**WHAT IS BEING ASKED:** Repeat everything in the material exactly.

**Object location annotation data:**
^^^^^^^^^^^^^^^^

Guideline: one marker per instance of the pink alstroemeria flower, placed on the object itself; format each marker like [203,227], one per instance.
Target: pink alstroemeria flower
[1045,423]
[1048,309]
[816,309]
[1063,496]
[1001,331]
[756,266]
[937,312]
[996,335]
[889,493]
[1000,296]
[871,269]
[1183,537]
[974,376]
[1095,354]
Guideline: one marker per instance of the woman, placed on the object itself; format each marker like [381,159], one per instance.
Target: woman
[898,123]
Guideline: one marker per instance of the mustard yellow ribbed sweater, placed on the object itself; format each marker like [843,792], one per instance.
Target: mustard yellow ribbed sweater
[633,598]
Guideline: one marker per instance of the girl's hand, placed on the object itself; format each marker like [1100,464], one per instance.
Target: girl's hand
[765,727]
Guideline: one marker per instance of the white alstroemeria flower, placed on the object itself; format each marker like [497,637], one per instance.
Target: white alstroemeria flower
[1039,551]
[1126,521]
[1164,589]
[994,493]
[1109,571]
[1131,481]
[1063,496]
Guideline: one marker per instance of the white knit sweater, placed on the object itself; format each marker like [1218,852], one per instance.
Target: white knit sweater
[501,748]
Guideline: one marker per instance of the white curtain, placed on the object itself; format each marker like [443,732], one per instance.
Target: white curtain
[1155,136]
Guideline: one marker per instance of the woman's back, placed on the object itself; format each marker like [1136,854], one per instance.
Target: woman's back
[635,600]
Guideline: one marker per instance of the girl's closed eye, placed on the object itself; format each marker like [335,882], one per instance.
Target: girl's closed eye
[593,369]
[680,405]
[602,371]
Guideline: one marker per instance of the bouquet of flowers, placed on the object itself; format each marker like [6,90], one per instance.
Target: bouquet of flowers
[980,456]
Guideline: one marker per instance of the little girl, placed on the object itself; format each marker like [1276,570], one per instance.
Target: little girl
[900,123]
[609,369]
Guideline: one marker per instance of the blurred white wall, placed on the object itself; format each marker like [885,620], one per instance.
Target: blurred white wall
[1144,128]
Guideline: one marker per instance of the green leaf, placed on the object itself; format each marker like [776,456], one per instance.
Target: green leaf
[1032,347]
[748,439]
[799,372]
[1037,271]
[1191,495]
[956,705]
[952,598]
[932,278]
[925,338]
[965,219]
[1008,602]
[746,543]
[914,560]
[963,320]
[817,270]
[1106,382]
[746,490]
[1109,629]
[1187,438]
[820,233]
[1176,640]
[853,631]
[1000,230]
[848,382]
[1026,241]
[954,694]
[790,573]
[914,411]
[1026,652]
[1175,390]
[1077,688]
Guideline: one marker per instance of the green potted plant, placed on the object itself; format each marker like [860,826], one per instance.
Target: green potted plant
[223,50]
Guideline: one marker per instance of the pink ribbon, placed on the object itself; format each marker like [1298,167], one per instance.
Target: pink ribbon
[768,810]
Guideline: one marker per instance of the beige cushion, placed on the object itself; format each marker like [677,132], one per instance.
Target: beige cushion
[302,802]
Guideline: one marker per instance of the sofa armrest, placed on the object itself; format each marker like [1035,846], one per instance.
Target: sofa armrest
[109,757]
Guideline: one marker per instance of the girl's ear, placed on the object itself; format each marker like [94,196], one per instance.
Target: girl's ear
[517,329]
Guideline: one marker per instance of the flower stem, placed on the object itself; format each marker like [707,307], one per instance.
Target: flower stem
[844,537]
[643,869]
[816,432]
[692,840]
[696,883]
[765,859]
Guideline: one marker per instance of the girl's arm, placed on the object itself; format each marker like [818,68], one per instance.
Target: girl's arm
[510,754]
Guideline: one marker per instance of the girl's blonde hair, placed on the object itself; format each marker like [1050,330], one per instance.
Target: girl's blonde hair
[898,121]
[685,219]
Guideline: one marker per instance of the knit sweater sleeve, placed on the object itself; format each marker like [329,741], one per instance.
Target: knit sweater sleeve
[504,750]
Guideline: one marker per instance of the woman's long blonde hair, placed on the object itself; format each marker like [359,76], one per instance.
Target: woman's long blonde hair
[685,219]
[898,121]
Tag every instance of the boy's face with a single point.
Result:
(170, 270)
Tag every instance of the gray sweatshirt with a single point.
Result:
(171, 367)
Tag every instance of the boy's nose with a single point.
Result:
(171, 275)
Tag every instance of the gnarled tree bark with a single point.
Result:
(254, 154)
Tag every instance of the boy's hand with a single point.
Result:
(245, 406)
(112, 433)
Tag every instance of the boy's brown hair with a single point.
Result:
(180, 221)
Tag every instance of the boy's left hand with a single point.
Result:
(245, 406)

^^^^^^^^^^^^^^^^

**WORKED SOLUTION:**
Guideline: one marker per instance of the pink alstroemeria flower, placed on the object itself; format each marker like [203,227], one per instance.
Target: pink alstroemeria flower
[1045,423]
[1048,309]
[816,309]
[1063,496]
[1001,331]
[756,266]
[937,312]
[996,335]
[889,493]
[1000,296]
[871,269]
[1183,537]
[974,376]
[1095,354]
Guideline: one marker per instance of the woman, placed on the object itself; format each marker like [381,159], one per instance.
Target: woman
[898,123]
Guideline: one marker per instance of the mustard yellow ribbed sweater, placed on the object itself; format each marker like [843,792], one per instance.
Target: mustard yellow ribbed sweater
[633,598]
Guideline: one marker per instance of the girl's hand, placed on the object itself; format each marker like [1100,464], one per instance.
Target: girl's hand
[765,727]
Guideline: one marker per instance of the white alstroemeria flower, placed on the object itself; format each marker like [497,637], one per instance.
Target: white alstroemeria flower
[1039,551]
[1126,521]
[1164,589]
[994,493]
[1109,571]
[1131,481]
[1063,496]
Guideline: one marker per instance of the white knit sweater, placed on the object itself; format each marker like [1218,852], one per instance.
Target: white knit sweater
[501,748]
Guideline: one marker per instance of the white curtain, placed on the object itself; format each marker like [443,732], one per instance.
Target: white curtain
[1155,136]
Guideline: one marker per instance of the woman's back, placed on the object itself; format each marker like [1136,854], one per instance.
Target: woman's back
[635,600]
Guideline: one marker per instance of the girl's closed eye, placed on the object itself; format each marker like [335,882], one per instance.
Target: girl's closed eye
[593,369]
[680,405]
[602,371]
Guideline: one marker per instance of the bouquet of flowers, placed on the object itself; format each marker like [6,90], one per instance.
Target: bouquet of flowers
[980,456]
Guideline: one marker per instance of the little girl, placed on the object itself; format each marker like [1276,570], one per instance.
Target: little girl
[900,123]
[609,369]
Guideline: one marker per instance of the blurred white wall, placed on the object itself; format each marker like [885,620], one per instance.
Target: blurred white wall
[1144,128]
Guideline: one marker per instance of the green leaf, placed on the object itself; format each marker like [776,456], one per instance.
Target: green leaf
[1032,347]
[748,439]
[799,372]
[1037,271]
[1191,495]
[956,705]
[952,598]
[932,278]
[925,338]
[965,219]
[1008,602]
[746,543]
[914,560]
[963,320]
[817,270]
[1106,382]
[746,490]
[1109,629]
[1187,438]
[820,233]
[1176,640]
[853,631]
[1000,230]
[848,382]
[1026,241]
[954,694]
[790,573]
[914,411]
[1026,652]
[1175,390]
[1077,688]
Guideline: one marker per instance of the green potted plant, placed on the object itself; format each marker like [860,826], one per instance.
Target: green potted plant
[223,50]
Guideline: one marker per instance of the pink ribbon, placed on the object itself; format each marker like [1298,167], one per instance.
Target: pink ribbon
[768,810]
Guideline: one marker per instance of the beige cushion, placed on the object itself; format each marker like [677,132], one per instance.
Target: beige cushion
[302,802]
Guideline: one marker per instance of the sofa armrest, placed on the object itself; format each marker like [1035,846], one per instance.
Target: sofa armrest
[109,757]
Guideline: one marker per instance of the girl's ear, placed on the object itself; format each marker like [94,196], one per instance.
Target: girl's ear
[517,329]
Guideline: one marker per instance of the flower stem, placed on the object itself; format each marker like [707,307], one per instance.
Target: flower stem
[844,537]
[643,869]
[816,432]
[692,840]
[696,883]
[765,859]
Guideline: one marker per instance of the girl's arm, placed on the object itself; format each marker like [818,68], one per instance.
Target: girl's arm
[510,754]
Guideline: one marker per instance of the girl's blonde hair, placed on the object itself; format each marker like [1050,330], one per instance.
Target: girl's blonde hair
[898,121]
[685,219]
Guideline: one marker per instance of the knit sweater sleeve, placed on the object itself; format each marker like [329,741], one per instance.
Target: knit sweater sleeve
[504,750]
Guideline: one marker per instance of the woman's long blonde hair, placed on the object itself; format each marker like [359,76], one per instance.
Target: woman's long blonde hair
[685,219]
[898,121]
Tag every instance of the boy's face with a single point.
Result:
(170, 270)
Tag every instance of the gray sweatshirt with a single point.
Result:
(171, 367)
Tag every instance of the boy's nose with a single point.
Result:
(171, 275)
Tag every instance of the gnarled tree bark with a single point.
Result:
(254, 154)
Tag every instance of the boy's hand with a single point.
Result:
(245, 406)
(112, 433)
Tag every instance of the boy's brown hair with a single point.
Result:
(180, 221)
Tag every instance of the boy's left hand with a single point.
Result:
(245, 406)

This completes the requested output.